Pick out each line of the records below that includes the word "yellow" and copy those lines.

• Data rows:
## BEGIN

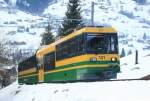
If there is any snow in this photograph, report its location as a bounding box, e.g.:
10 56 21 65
0 81 150 101
0 51 150 101
0 0 150 101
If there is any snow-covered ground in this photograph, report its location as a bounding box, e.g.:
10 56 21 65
0 81 150 101
0 51 150 101
0 0 150 101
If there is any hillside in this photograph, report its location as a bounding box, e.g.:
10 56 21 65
0 49 150 101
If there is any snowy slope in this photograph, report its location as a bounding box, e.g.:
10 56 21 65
0 81 150 101
0 48 150 101
0 0 45 49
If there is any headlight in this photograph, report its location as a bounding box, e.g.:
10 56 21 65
111 57 117 61
90 57 97 61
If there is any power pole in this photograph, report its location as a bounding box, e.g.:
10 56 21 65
91 2 94 26
135 50 138 64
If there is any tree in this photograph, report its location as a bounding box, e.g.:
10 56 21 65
128 49 132 55
120 48 125 57
58 0 83 36
143 33 147 40
41 23 55 45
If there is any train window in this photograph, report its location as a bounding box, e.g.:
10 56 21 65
56 34 85 61
86 33 118 54
18 55 37 71
44 52 55 71
87 34 105 52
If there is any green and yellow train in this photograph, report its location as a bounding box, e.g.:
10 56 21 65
18 27 120 84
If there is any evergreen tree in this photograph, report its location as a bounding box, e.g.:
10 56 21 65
120 48 125 57
59 0 83 36
143 33 146 40
41 23 55 45
128 49 132 55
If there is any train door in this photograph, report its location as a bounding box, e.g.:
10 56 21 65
38 57 44 82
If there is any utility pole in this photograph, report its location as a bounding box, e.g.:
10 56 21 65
135 50 138 64
91 2 94 26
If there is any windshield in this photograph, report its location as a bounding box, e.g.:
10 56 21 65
87 34 118 54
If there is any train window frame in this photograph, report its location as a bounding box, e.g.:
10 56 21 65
86 32 118 54
18 55 37 72
43 51 55 71
56 33 86 61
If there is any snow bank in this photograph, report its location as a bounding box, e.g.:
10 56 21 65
0 81 150 101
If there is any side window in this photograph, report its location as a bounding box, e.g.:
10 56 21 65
56 34 85 61
44 52 55 71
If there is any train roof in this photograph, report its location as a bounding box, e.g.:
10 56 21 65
36 26 117 57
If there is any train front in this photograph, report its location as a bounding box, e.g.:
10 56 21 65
77 28 120 80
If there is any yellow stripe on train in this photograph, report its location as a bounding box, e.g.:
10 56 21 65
56 54 119 68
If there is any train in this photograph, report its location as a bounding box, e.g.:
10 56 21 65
18 26 120 84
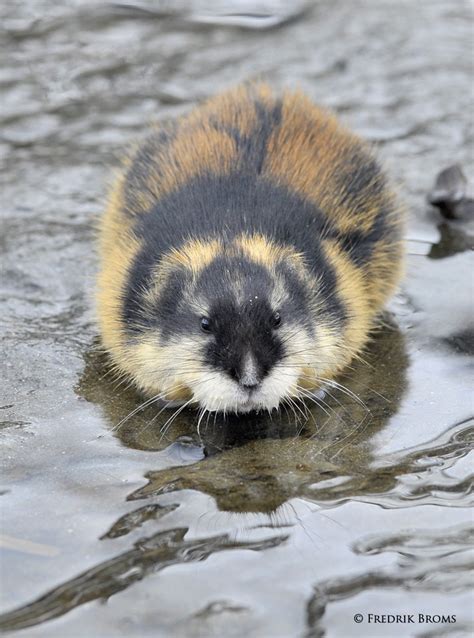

## END

• Task result:
If there is any green and yellow train in this photograph, report its location as a bounding box, e.g.:
If there is any yellow stripe on train in this photograph, report its location as a bounding box, e.g.:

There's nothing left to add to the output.